● **Directive**:
Reproduce the rows below, requests included, starting at the line that contains "Objective — for the glass" and continuing through the final row. Offset every coordinate in the answers by 9.

━━━ Excerpted data

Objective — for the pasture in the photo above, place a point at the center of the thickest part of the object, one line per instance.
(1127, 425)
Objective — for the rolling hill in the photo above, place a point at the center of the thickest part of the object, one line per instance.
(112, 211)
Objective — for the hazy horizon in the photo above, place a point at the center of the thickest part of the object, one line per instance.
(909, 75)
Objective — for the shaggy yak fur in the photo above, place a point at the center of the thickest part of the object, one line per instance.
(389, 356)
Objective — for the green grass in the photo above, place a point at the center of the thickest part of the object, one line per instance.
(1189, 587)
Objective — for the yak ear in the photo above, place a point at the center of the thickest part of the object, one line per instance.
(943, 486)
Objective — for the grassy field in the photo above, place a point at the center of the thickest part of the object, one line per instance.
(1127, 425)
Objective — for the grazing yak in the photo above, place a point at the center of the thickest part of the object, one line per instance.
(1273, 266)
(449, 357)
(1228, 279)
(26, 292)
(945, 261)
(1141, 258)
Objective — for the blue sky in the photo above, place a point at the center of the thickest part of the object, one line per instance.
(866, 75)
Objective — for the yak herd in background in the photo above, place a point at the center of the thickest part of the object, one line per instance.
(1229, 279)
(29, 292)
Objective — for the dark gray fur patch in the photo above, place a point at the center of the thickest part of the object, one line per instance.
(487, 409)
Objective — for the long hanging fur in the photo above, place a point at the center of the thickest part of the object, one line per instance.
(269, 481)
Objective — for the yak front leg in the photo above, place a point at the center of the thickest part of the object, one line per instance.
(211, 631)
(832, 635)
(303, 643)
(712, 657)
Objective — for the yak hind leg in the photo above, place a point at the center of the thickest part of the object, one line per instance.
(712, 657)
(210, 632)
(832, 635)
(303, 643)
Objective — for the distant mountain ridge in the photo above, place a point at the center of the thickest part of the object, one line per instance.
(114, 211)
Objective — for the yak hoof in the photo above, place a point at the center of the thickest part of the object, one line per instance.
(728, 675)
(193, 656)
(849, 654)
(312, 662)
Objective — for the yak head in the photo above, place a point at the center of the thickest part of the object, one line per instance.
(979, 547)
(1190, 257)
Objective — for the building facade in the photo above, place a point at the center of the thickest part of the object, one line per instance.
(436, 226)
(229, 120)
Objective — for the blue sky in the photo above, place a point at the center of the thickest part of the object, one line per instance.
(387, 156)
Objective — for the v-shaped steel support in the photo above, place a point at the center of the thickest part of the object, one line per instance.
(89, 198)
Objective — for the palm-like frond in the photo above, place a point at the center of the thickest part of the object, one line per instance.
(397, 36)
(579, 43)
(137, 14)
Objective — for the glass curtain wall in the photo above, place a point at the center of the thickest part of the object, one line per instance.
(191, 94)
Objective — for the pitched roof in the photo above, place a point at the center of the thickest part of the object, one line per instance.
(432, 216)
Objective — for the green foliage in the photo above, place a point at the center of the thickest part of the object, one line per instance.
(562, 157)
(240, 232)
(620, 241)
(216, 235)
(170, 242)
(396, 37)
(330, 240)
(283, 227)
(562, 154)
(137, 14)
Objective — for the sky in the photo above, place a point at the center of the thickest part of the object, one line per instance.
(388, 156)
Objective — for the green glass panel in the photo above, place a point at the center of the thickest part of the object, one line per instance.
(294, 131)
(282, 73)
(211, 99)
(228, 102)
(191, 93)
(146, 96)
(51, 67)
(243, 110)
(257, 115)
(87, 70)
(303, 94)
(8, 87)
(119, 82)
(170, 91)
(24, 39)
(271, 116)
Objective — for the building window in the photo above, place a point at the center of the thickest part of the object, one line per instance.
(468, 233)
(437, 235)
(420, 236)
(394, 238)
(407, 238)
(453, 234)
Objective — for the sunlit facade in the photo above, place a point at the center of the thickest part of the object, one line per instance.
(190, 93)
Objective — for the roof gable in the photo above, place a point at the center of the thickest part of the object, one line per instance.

━━━━━━

● **Solution to this exercise**:
Objective — for the glass curtain wall in the photo above, place a point at the center of the thickest part of the object, one line per instance.
(200, 103)
Objective — for the pitched roof in the photo above, place a point at the center of the thickest part of the object, one line per instance.
(441, 225)
Objective — for the green foliage in the photo above, place a point at the center of the thickest part of the object, one line per instance.
(571, 166)
(249, 241)
(629, 250)
(225, 244)
(179, 251)
(405, 46)
(339, 249)
(292, 236)
(571, 163)
(146, 23)
Objective — for the sky in the photo above, place a point at the center of the thickest part of the object, one line per instance.
(397, 165)
Objective — for the green glass panel in the photo above, place a point at the center of the thickest part of the object, one line per instance.
(303, 140)
(291, 82)
(220, 108)
(237, 111)
(200, 102)
(155, 105)
(60, 76)
(252, 119)
(266, 124)
(96, 79)
(312, 103)
(17, 96)
(128, 91)
(179, 100)
(33, 48)
(280, 125)
Objective — for the building window in the photo above, place a point at the center of the thickest part of the object, one line per instance.
(477, 242)
(446, 244)
(429, 245)
(403, 247)
(416, 247)
(462, 243)
Objective — for the sunlit facade in the photo above, place a point at the center of the thickest part of the object, one line per instance.
(199, 102)
Objective — for the roof gable in the photo above, place a point at the center of the thickest part of the object, one line per instance.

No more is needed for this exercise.